Task: The data below should be duplicated in full, unchanged.

Saved entries:
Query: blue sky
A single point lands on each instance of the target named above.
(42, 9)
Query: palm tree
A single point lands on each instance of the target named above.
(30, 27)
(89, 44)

Reply:
Query: blue sky
A single point lands on each instance of the target named above.
(42, 9)
Query: palm tree
A single point lands on each instance of the target named above.
(30, 27)
(89, 44)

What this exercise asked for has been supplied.